Start of Text for analysis

New Netherland (Nieuw-Nederland) was the 17th century colonial province of the Republic of the Seven United Netherlands on the northeastern coast of North America. The claimed territory was the land from the Delmarva Peninsula to southern Cape Cod. The settled areas are now part of the Mid-Atlantic states of New York, New Jersey, and Delaware, with small outposts in Connecticut and Pennsylvania. Its capital of New Amsterdam was located at the southern tip of the island of Manhattan on the Upper New York Bay.

The region was initially explored in 1609 by Henry Hudson on an expedition for the Dutch East India Company. It was later surveyed and charted, and was given its name in 1614. The Dutch named the three main rivers of the province the Zuyd Rivier (now the Delaware River), the Noort Rivier (now the Hudson River), and the Versche Rivier (now the Connecticut River). They intended to use them to gain access to the interior, the indigenous population, and the lucrative fur trade.

International law required discovery, charting, and settlement to perfect a territorial claim. Large scale settlement was rejected in favor of a formula that was working in Asia of establishing factories (trading posts with a military presence and a small support community). This period is sometimes referred to as the Dutch Golden Age, despite on-going wars on the European continent, and it was difficult to recruit people to leave the economic boom and cultural vibrancy of Europe. Mismanagement and under-funding by the Dutch West India Company (WIC) hindered early settlement, as well as misunderstandings and armed conflict with Indians. Liberalization of trade, a degree of self-rule, and the loss of Dutch Brazil led to exponential growth in the 1650s. Transfers of power from the Netherlands to England were peaceful in the province, the last one formalized in 1674.

==Forts and Factorijen==

The first of two Forts Nassau was built in Mahican territory during the first decade, where commerce could be conducted with Indians, and factorijen (small trading posts) went up at Schenectady, Schoharie, Esopus, Quinnipiac, Communipaw, Ninigret, Totoket, Schuykill, and elsewhere. Trapper Jan Rodrigues is believed to have been the first non-Indian to winter on the island of Manhattan in 1613.

==Nut Island==

The States General of the Dutch Republic awarded the newly formed Dutch West India Company a trade monopoly for the region in 1621, and New Netherland became a province of the Dutch Republic in 1624. The South River was initially chosen as the site of the capital because the colonists felt that it had the best climate. However, summer humidity, mosquitos, and winter freezing made the North River more appealing. A number of ships brought settlers to the New World, at first to Noten Island (Noten Eylandt) and soon after to the tip of Manhattan, and the colonists began construction of Fort Amsterdam, around which the colony began to grow. Small groups of the early arrivals were dispersed to Fort Orange, to Fort Wilhelmus, or to Kievets Hoek, but those who went to Fort Wilhelmus and Kievets Hoek were later recalled. Among those who made the crossing were many Walloons and 11 Africans as company-owned slaves.

End of Text for analysis

**Action item**: Print the portion of the New Netherland text starting with "The first of" and going on through "Manhattan in 1613.", word for word.

Start of Extracted data

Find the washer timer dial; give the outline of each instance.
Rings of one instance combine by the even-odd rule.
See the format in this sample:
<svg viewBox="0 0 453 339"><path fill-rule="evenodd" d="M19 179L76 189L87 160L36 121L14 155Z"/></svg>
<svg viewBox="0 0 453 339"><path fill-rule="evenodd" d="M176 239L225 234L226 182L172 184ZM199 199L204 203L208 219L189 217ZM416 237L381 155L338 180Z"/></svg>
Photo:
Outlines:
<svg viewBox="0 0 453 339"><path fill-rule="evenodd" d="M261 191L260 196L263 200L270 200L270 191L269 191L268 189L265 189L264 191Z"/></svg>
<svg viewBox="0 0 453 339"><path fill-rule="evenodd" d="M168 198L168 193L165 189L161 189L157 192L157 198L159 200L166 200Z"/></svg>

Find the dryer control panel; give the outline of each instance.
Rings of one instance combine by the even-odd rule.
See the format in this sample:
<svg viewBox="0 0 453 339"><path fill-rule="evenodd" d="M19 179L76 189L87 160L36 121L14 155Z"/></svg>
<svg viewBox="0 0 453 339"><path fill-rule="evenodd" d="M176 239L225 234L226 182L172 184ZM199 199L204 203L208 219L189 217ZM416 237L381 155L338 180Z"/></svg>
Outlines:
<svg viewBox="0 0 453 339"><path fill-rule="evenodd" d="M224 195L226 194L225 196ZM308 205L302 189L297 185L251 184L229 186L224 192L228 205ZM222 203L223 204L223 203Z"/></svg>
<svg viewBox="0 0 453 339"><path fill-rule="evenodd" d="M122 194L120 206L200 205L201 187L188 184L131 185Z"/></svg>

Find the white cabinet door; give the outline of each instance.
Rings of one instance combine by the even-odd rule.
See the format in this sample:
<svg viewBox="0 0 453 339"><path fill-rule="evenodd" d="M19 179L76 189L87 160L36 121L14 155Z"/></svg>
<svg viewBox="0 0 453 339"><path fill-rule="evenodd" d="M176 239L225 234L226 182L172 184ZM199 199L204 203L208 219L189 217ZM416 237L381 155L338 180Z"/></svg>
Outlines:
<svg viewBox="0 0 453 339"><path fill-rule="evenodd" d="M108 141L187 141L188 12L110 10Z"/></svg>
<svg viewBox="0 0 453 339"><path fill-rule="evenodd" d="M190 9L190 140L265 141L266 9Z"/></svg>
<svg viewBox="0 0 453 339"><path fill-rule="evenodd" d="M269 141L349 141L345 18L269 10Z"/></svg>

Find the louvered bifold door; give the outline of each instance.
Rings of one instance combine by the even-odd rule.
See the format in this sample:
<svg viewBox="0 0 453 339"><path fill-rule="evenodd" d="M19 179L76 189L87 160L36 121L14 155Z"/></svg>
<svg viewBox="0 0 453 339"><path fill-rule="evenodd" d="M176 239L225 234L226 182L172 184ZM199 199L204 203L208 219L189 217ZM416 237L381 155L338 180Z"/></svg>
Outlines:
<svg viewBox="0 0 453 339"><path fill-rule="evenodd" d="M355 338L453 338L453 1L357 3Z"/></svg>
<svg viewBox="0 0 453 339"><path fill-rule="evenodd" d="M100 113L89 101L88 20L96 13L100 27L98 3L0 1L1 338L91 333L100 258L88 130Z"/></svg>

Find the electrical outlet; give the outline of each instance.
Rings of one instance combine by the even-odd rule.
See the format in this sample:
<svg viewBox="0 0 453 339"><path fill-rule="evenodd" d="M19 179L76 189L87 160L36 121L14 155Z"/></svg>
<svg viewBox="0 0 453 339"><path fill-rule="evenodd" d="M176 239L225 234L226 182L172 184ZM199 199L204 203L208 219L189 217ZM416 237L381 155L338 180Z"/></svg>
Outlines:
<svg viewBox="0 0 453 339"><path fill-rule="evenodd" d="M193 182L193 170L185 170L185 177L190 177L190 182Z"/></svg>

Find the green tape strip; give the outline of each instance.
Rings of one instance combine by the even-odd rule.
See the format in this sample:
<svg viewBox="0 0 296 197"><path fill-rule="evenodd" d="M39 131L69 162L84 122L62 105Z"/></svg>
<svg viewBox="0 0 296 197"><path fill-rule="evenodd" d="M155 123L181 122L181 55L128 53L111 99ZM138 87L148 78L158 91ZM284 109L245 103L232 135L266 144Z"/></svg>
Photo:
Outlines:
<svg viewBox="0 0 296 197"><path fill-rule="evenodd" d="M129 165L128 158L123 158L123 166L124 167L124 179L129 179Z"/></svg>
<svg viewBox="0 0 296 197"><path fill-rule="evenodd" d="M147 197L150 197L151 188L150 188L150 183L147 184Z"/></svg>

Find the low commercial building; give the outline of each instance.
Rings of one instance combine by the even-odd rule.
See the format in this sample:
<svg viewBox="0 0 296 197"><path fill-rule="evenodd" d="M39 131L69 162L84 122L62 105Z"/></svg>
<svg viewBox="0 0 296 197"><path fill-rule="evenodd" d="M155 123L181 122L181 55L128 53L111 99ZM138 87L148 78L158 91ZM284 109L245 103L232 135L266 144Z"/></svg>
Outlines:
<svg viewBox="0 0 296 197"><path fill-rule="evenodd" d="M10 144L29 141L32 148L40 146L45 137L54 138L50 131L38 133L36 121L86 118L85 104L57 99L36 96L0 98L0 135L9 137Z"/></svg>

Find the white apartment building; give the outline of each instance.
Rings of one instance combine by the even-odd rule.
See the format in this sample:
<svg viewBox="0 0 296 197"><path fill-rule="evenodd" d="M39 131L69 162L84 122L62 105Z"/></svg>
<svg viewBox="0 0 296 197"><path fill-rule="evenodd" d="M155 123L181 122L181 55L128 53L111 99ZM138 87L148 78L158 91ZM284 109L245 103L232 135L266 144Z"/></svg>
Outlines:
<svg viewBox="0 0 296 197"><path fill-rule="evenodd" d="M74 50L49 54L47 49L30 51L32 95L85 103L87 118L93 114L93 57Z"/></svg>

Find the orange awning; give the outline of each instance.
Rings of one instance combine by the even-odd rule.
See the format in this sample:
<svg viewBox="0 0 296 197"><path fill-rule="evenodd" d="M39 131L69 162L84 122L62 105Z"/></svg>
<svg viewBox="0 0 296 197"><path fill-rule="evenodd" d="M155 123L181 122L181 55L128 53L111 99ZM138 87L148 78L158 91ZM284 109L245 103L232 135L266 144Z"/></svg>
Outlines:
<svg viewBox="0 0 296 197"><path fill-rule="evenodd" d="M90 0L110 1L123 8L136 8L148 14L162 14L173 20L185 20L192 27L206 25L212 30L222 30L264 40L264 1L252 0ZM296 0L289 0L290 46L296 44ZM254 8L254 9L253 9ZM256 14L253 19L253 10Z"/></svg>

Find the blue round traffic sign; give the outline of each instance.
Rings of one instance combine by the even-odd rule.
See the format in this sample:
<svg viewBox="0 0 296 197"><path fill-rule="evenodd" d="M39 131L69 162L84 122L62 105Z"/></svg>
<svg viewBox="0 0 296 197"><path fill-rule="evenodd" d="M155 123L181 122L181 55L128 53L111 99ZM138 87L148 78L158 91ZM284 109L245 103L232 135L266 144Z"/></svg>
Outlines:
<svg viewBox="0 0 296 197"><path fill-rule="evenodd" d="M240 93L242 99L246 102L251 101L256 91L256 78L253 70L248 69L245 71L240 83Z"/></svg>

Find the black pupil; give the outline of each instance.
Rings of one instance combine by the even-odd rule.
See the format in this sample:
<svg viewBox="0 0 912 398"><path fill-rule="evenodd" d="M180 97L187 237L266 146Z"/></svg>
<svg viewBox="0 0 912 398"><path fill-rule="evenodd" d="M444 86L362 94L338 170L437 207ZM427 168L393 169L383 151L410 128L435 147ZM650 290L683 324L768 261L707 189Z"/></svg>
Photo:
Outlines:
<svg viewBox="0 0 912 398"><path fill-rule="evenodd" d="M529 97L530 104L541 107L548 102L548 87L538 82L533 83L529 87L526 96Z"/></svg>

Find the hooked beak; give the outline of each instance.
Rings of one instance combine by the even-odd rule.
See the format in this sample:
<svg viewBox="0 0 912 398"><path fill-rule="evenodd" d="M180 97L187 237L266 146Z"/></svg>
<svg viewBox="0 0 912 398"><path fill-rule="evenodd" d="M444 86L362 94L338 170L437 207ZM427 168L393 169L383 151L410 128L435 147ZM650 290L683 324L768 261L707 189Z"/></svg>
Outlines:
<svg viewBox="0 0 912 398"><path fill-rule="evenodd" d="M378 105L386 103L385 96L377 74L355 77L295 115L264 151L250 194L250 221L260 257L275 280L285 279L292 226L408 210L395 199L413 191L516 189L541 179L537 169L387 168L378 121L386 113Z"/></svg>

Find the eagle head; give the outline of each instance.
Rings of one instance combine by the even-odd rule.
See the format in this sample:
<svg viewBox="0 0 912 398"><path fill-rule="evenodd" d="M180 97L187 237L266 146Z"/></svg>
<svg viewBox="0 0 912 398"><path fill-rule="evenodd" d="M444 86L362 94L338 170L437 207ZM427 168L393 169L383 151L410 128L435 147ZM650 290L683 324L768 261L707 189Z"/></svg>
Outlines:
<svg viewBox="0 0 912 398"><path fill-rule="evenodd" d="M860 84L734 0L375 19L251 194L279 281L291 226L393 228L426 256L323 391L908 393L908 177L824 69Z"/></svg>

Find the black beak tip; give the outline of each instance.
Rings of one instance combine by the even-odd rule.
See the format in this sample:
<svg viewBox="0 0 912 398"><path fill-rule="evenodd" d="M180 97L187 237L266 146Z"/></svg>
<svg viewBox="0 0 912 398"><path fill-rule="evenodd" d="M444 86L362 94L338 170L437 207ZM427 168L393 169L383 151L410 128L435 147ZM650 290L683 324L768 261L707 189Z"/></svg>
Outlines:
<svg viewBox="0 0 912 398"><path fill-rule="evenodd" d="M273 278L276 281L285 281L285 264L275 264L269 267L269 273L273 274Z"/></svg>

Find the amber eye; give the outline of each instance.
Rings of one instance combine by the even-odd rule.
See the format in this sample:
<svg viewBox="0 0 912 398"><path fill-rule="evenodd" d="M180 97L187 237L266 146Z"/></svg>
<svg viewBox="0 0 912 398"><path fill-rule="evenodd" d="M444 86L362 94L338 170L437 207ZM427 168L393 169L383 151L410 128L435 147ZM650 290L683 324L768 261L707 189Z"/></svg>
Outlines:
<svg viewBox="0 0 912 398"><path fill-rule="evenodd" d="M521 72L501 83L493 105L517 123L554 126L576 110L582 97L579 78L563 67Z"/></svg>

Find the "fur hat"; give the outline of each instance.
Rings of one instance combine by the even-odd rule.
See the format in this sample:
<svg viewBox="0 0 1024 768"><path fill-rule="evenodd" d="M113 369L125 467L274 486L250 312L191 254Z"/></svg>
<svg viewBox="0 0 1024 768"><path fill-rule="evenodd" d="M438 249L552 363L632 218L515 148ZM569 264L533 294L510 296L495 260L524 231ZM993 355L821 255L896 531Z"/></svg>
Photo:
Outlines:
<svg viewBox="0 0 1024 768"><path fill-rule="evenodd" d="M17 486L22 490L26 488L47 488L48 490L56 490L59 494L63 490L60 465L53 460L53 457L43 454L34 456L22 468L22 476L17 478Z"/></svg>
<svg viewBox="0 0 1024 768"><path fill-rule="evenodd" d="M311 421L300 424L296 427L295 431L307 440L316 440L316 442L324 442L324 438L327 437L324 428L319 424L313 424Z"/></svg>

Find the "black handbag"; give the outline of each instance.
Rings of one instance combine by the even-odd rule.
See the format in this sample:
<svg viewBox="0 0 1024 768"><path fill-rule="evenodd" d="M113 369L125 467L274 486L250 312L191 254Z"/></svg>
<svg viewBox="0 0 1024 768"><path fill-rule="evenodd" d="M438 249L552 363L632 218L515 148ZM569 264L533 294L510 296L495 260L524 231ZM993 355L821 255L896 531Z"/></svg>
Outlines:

End of Extracted data

**Response box**:
The first of two Forts Nassau was built in Mahican territory during the first decade, where commerce could be conducted with Indians, and factorijen (small trading posts) went up at Schenectady, Schoharie, Esopus, Quinnipiac, Communipaw, Ninigret, Totoket, Schuykill, and elsewhere. Trapper Jan Rodrigues is believed to have been the first non-Indian to winter on the island of Manhattan in 1613.